# Best Fingerless Gloves for MTB???



## Tjeep_1999 (Dec 4, 2012)

I've tried a friend's full fingered gloves and just can't bring myself to covert over to them. I don't like the feel of them when I ride and here in NC it gets hot. My current fingerless gloves are pretty cheap and are starting to fall apart though...

Anyone besides me riding w/ fingerless gloves? It looks like they are mostly marketed as road biking gloves. I'm looking for something that:

1. Has half fingers that don't bunch up around the palm
2. Durable 
3. Comfortable w/ some measure of padding

I know it's all opinion based, but if I can narrow it down to a few models that alone will be helpful.

Thanks in advance!


----------



## Tjeep_1999 (Dec 4, 2012)

Wow... Am I really the only one that rides w/ fingerless gloves??? I tried a few on this weekend and I'm leaning towards getting Garneau 12C Air Gel Cycling gloves... The stitching on them is great and the half fingers feel like they will stay in place. Super comfy.

I also picked up a pair of Fox Reflex Gel Bike full finger Gloves while I was running around trying on gloves and running other errands. They were my fav full fingered gloves comfort wise and the sale was good, but those might be going back. I just can't get used to the full glove feel. I'm probably good now, but wanted to post in case someone else had a similar question.


----------



## d365 (Jun 13, 2006)

I've completely switched to full fingered gloves all the time. They'er at their best when it's hot, and my hands are all sweaty... I live in GA. I have some Giros with nothing but mesh on the top side. Not much hotter, at all, compared to fingerless, and the grip when sweaty is no contest.


----------



## boomslang64 (Feb 18, 2015)

Chop the fingers off some gloves...


I don't really get fingerless gloves.


----------



## noapathy (Jun 24, 2008)

I still ride the fingerless gloves in all but winter, but I'm a relic from the 90s. I have 3 pairs: Bontrager, Pearl Izumi, and Specialized. I can't recommend a specific glove, as I've found that fit is a very personal thing and can vary even among brands. I'd suggest going to the LBS and trying some on. Make sure there aren't any spots that feel uncomfortable and buy a pair. If you're cheap like me, write the exact model down so you know what to look for online later (like winter when they have blowout sales).

# Exercise material
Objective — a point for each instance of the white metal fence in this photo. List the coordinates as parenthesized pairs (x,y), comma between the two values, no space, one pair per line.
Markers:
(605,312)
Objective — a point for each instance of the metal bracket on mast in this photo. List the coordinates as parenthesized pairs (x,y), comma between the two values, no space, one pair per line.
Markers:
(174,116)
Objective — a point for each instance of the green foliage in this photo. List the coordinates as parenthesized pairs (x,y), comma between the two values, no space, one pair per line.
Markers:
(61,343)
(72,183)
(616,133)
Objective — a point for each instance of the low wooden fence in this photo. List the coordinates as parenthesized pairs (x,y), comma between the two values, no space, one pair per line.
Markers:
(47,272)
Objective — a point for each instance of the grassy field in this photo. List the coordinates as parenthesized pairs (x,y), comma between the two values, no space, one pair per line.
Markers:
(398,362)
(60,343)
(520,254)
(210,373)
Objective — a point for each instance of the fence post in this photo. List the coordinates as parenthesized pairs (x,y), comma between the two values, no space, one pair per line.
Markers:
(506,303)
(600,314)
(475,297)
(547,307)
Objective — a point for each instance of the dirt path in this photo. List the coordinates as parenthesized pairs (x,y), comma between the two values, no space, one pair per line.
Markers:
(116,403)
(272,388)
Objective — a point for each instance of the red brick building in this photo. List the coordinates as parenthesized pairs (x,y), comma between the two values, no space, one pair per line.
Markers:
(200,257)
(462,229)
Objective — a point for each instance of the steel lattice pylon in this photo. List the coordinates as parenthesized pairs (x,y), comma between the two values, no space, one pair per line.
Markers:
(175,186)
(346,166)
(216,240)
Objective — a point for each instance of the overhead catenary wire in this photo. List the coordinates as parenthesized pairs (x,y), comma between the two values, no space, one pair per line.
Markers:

# Directions
1. Write out the passage of the thread on fingerless gloves starting with "Wow... Am I" and going on through "a similar question.", word for word.
2. Pull out the lines of the entries starting with the line with "Objective — a point for each instance of the steel" and going on through the last line of the entries, and reproduce them verbatim.

# Set of answers
1.
Wow... Am I really the only one that rides w/ fingerless gloves??? I tried a few on this weekend and I'm leaning towards getting Garneau 12C Air Gel Cycling gloves... The stitching on them is great and the half fingers feel like they will stay in place. Super comfy.

I also picked up a pair of Fox Reflex Gel Bike full finger Gloves while I was running around trying on gloves and running other errands. They were my fav full fingered gloves comfort wise and the sale was good, but those might be going back. I just can't get used to the full glove feel. I'm probably good now, but wanted to post in case someone else had a similar question.

2.
Objective — a point for each instance of the steel lattice pylon in this photo. List the coordinates as parenthesized pairs (x,y), comma between the two values, no space, one pair per line.
Markers:
(175,186)
(346,166)
(216,240)
Objective — a point for each instance of the overhead catenary wire in this photo. List the coordinates as parenthesized pairs (x,y), comma between the two values, no space, one pair per line.
Markers:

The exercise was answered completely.